-- START OF EXERCISE INPUTS --

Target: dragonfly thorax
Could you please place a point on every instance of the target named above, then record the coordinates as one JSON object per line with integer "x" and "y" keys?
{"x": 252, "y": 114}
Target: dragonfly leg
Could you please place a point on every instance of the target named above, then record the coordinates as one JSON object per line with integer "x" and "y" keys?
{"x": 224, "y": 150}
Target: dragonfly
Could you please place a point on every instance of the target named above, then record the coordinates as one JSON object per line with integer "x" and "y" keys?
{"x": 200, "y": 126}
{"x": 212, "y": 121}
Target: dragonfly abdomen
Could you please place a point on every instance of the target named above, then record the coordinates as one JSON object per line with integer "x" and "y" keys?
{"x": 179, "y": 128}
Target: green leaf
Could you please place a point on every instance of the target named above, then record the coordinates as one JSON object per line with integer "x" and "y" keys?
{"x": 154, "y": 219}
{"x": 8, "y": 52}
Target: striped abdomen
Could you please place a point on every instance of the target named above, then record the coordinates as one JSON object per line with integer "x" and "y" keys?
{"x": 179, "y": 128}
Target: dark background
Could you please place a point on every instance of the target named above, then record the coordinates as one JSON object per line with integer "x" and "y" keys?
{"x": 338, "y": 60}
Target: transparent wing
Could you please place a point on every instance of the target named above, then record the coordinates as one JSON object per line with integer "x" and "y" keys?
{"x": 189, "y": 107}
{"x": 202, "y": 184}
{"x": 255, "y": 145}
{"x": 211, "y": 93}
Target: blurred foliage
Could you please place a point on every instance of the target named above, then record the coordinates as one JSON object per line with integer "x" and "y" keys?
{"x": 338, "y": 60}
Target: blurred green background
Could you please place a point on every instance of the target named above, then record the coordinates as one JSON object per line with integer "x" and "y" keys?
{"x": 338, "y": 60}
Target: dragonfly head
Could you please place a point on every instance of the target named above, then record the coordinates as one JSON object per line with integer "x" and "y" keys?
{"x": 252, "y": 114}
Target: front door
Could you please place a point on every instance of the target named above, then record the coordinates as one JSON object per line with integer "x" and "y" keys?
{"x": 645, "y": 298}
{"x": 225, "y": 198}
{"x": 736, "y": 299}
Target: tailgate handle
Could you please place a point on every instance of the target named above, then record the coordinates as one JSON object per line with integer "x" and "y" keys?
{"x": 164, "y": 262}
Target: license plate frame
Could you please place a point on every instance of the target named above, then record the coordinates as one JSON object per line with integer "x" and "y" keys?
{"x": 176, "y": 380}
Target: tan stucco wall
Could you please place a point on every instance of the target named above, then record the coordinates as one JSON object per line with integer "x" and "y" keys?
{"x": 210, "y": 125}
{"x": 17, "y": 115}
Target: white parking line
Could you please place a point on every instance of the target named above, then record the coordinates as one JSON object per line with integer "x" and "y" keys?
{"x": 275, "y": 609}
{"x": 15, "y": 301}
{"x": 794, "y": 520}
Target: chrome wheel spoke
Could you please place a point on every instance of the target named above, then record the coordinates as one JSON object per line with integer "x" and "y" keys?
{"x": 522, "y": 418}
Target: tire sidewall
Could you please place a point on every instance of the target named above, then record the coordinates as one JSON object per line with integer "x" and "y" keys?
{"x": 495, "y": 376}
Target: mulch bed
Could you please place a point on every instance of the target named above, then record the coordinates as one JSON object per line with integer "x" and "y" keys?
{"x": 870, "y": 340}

-- END OF EXERCISE INPUTS --

TASK DESCRIPTION:
Render all of the material above as a Markdown table with the columns "Row" and "Text," giving each line its own numbered row and leaving out blank lines.

SOLUTION TO THE EXERCISE:
| Row | Text |
|---|---|
| 1 | Target: dragonfly thorax |
| 2 | Could you please place a point on every instance of the target named above, then record the coordinates as one JSON object per line with integer "x" and "y" keys? |
| 3 | {"x": 252, "y": 114} |
| 4 | Target: dragonfly leg |
| 5 | Could you please place a point on every instance of the target named above, then record the coordinates as one JSON object per line with integer "x" and "y" keys? |
| 6 | {"x": 224, "y": 150} |
| 7 | Target: dragonfly |
| 8 | Could you please place a point on every instance of the target named above, then record the coordinates as one JSON object per line with integer "x" and "y" keys? |
| 9 | {"x": 200, "y": 126} |
| 10 | {"x": 212, "y": 121} |
| 11 | Target: dragonfly abdomen |
| 12 | Could you please place a point on every instance of the target named above, then record the coordinates as one JSON object per line with integer "x" and "y" keys? |
| 13 | {"x": 179, "y": 128} |
| 14 | Target: green leaf |
| 15 | Could you please place a point on every instance of the target named above, then record the coordinates as one JSON object per line with integer "x" and "y" keys? |
| 16 | {"x": 154, "y": 219} |
| 17 | {"x": 8, "y": 52} |
| 18 | Target: striped abdomen |
| 19 | Could you please place a point on every instance of the target named above, then record the coordinates as one JSON object per line with integer "x" and "y" keys? |
| 20 | {"x": 179, "y": 128} |
| 21 | Target: dark background |
| 22 | Could you please place a point on every instance of the target named above, then record the coordinates as one JSON object per line with integer "x" and "y" keys? |
| 23 | {"x": 338, "y": 60} |
| 24 | Target: transparent wing |
| 25 | Could you please place a point on every instance of the target named above, then record the coordinates as one JSON object per line with integer "x" and "y" keys? |
| 26 | {"x": 189, "y": 107} |
| 27 | {"x": 202, "y": 184} |
| 28 | {"x": 255, "y": 145} |
| 29 | {"x": 211, "y": 93} |
| 30 | Target: blurred foliage |
| 31 | Could you please place a point on every instance of the target named above, then record the coordinates as one JSON object per line with integer "x" and "y" keys? |
| 32 | {"x": 338, "y": 60} |
| 33 | Target: blurred green background |
| 34 | Could you please place a point on every instance of the target named above, then record the coordinates as one JSON object per line with integer "x" and "y" keys? |
| 35 | {"x": 338, "y": 60} |
| 36 | Target: dragonfly head |
| 37 | Could you please place a point on every instance of the target named above, then record the coordinates as one JSON object per line with integer "x" and "y" keys? |
| 38 | {"x": 252, "y": 114} |
| 39 | Target: front door |
| 40 | Could you please place a point on every instance of the target named above, then record the coordinates as one JSON object per line with integer "x" and "y" keys? |
| 41 | {"x": 645, "y": 298} |
| 42 | {"x": 225, "y": 198} |
| 43 | {"x": 736, "y": 299} |
| 44 | Target: tailgate handle |
| 45 | Could you please place a point on every instance of the target named above, then record the coordinates as one JSON object per line with integer "x" and "y" keys? |
| 46 | {"x": 164, "y": 262} |
| 47 | Target: license plate frame |
| 48 | Could you please place a point on every instance of the target named above, then record the coordinates as one JSON object per line with integer "x" and "y" keys? |
| 49 | {"x": 176, "y": 380} |
| 50 | Target: tan stucco wall |
| 51 | Could you please place a point on every instance of the target named above, then record the coordinates as one JSON object per line with integer "x" and "y" keys? |
| 52 | {"x": 210, "y": 125} |
| 53 | {"x": 17, "y": 115} |
| 54 | Target: white parking line |
| 55 | Could you please place a point on every instance of the target named above, then record the coordinates as one JSON object per line with integer "x" and "y" keys? |
| 56 | {"x": 275, "y": 609} |
| 57 | {"x": 15, "y": 301} |
| 58 | {"x": 794, "y": 520} |
| 59 | Target: chrome wheel spoke |
| 60 | Could you please place a point on every instance of the target named above, then record the coordinates as one JSON object per line with integer "x" and "y" keys? |
| 61 | {"x": 522, "y": 418} |
| 62 | Target: tire sidewall |
| 63 | Could you please place a point on every instance of the target named above, then record the coordinates as one JSON object per line with integer "x" and "y" keys? |
| 64 | {"x": 495, "y": 376} |
| 65 | Target: mulch bed |
| 66 | Could you please place a point on every instance of the target named above, then record the coordinates as one JSON object per line with integer "x" and "y" keys? |
| 67 | {"x": 870, "y": 340} |